◆ WHAT YOU NEED TO DO ◆
From the data below, please reproduce exactly everything from the line that contains "[mark] tractor canopy" down to the line that contains "[mark] white headscarf", with both ends included.

========================================

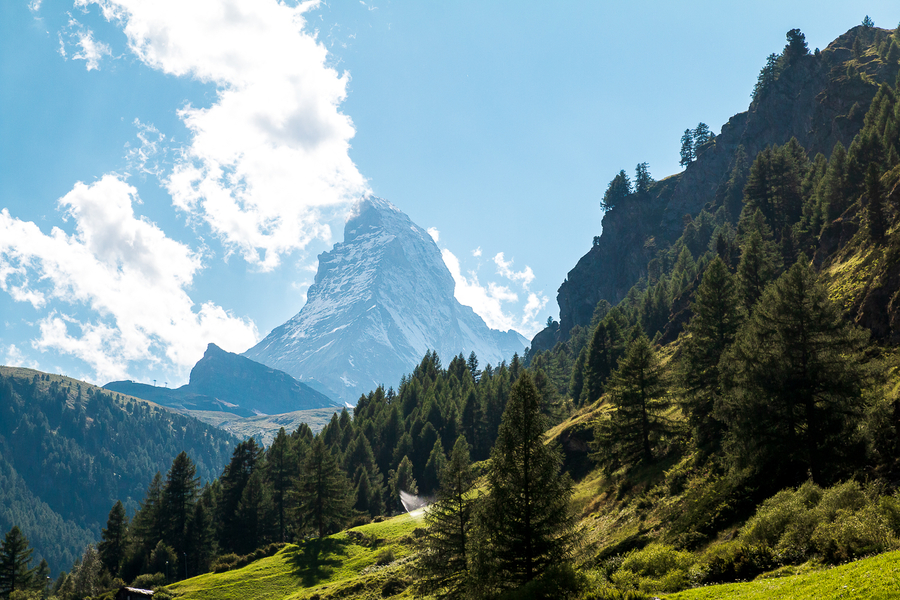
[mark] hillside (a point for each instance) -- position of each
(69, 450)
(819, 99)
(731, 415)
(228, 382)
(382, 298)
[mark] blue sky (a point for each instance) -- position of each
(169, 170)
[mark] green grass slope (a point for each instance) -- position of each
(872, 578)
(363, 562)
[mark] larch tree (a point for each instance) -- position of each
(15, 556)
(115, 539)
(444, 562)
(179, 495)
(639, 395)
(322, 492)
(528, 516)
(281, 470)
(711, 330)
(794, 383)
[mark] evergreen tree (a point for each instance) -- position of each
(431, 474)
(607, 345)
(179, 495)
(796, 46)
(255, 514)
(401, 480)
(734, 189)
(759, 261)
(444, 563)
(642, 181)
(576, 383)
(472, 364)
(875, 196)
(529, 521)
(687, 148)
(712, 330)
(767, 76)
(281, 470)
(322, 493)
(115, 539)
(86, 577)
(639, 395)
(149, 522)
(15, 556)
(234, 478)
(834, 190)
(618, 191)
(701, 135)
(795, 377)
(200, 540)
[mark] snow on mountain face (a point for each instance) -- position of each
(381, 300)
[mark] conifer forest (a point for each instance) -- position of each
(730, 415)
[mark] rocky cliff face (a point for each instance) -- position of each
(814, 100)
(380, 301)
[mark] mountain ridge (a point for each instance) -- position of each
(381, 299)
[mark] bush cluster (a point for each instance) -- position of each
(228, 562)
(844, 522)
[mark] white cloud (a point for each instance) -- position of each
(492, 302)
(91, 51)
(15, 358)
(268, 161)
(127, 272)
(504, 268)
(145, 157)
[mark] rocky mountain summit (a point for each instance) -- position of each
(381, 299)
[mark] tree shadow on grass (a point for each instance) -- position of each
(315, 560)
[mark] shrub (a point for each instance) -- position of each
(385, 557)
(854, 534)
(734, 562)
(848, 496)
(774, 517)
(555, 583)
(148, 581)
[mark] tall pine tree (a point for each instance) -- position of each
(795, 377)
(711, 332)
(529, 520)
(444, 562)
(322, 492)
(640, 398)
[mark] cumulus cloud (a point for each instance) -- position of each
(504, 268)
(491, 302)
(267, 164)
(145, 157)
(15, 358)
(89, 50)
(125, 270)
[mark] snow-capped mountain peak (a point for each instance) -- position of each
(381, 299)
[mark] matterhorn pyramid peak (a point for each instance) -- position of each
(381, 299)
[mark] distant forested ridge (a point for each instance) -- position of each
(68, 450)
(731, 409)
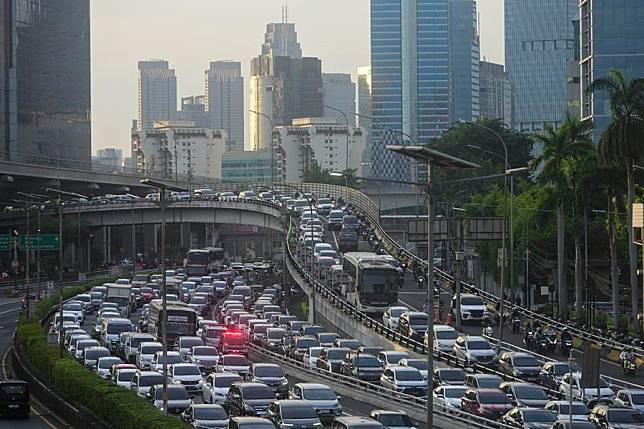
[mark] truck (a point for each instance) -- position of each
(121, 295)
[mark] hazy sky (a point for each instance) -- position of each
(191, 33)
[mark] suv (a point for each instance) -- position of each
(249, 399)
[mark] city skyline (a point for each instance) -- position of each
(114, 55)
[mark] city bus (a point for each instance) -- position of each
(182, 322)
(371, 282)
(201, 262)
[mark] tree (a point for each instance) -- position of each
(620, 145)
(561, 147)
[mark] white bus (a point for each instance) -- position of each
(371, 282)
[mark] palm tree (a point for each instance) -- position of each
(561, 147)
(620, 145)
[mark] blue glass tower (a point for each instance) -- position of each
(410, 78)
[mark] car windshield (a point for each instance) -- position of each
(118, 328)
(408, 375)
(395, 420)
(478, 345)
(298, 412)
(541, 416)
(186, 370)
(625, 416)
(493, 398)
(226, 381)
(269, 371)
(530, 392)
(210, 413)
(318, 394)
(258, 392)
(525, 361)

========================================

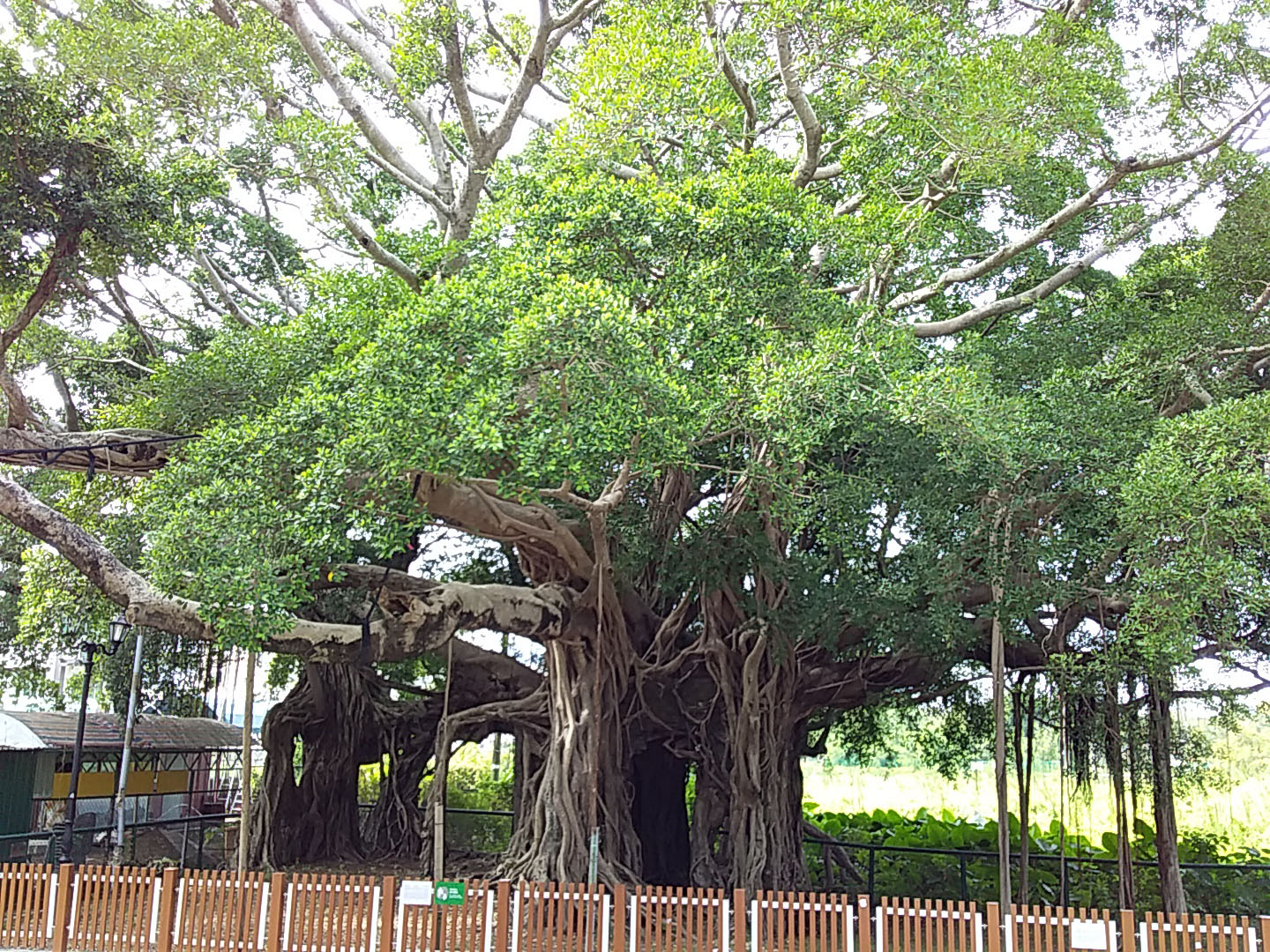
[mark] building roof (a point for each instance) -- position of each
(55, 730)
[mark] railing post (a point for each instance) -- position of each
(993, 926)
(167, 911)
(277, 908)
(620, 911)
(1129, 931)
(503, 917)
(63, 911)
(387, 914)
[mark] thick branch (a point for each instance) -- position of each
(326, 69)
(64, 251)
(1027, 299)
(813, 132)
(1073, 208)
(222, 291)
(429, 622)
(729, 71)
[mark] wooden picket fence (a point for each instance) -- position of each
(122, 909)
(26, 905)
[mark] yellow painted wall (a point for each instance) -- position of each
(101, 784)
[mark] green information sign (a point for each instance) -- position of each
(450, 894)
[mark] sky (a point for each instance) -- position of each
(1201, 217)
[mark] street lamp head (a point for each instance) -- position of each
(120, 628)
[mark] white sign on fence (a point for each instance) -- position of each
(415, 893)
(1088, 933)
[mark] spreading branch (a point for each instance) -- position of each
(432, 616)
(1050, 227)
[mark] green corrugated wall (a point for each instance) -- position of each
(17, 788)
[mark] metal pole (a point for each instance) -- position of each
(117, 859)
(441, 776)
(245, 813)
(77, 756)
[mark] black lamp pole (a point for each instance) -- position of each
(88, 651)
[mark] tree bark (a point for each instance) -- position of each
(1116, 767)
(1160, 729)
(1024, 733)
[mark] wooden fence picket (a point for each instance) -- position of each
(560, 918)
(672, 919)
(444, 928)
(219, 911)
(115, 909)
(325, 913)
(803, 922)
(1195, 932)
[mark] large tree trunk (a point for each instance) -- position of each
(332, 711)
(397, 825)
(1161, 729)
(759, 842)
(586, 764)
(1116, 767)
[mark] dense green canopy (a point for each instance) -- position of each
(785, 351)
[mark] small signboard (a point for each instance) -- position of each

========================================

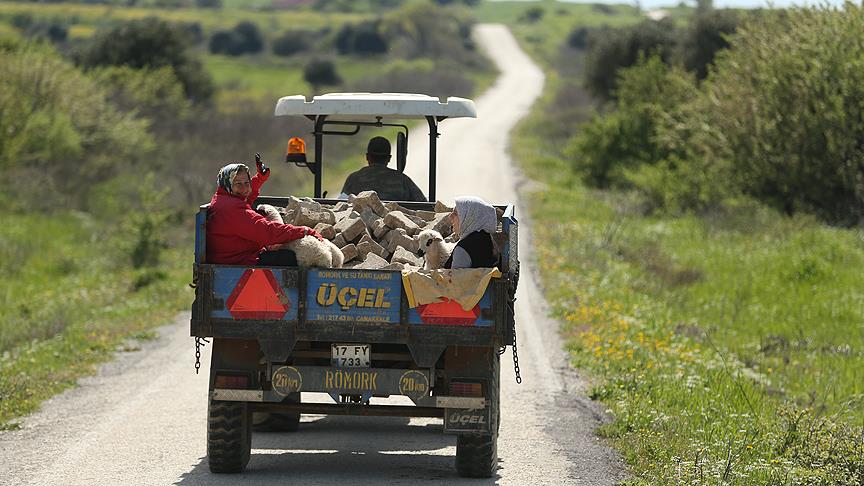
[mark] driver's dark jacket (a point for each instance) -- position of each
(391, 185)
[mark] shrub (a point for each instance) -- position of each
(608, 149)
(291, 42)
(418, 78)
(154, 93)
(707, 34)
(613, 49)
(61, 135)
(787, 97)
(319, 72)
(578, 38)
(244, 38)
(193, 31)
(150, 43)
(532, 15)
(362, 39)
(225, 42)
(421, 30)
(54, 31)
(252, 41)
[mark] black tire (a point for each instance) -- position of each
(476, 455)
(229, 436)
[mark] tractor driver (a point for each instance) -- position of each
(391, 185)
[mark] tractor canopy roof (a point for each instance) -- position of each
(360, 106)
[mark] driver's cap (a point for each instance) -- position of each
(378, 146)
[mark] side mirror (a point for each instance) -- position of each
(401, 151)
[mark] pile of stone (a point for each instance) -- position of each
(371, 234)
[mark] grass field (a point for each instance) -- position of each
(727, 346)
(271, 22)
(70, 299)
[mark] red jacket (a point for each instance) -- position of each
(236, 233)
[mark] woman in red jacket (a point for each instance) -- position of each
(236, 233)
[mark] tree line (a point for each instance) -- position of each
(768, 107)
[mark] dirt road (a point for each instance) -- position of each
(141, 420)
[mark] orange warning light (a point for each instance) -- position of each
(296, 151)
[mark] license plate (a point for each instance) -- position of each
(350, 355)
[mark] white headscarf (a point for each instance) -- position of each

========================================

◆ EXERCISE RESPONSE ◆
[mark] tractor canopy roof (a point for each instance) -- position of each
(360, 106)
[mark] driver's cap (a point for each instance) -- position of each
(378, 146)
[mark] side mirror (a point for each instance) -- position of each
(401, 151)
[mark] pile of stone (a point for each instance) -- position of each
(371, 234)
[mark] grass field (a point for each instance) -- position of each
(727, 346)
(271, 22)
(70, 299)
[mark] red jacket (a point for each instance) -- position of each
(236, 233)
[mark] woman in red jacket (a point for each instance) -- position of each
(236, 233)
[mark] tree line (a point for each instance) -- position of each
(768, 107)
[mark] dirt road (a point for each instance) -- position of each
(141, 420)
[mark] orange warning light (a point for each instance) -- position of each
(296, 151)
[mark] license plate (a point for each instance) -- position of each
(350, 355)
[mark] white headscarf (a point for each instance) -- position of each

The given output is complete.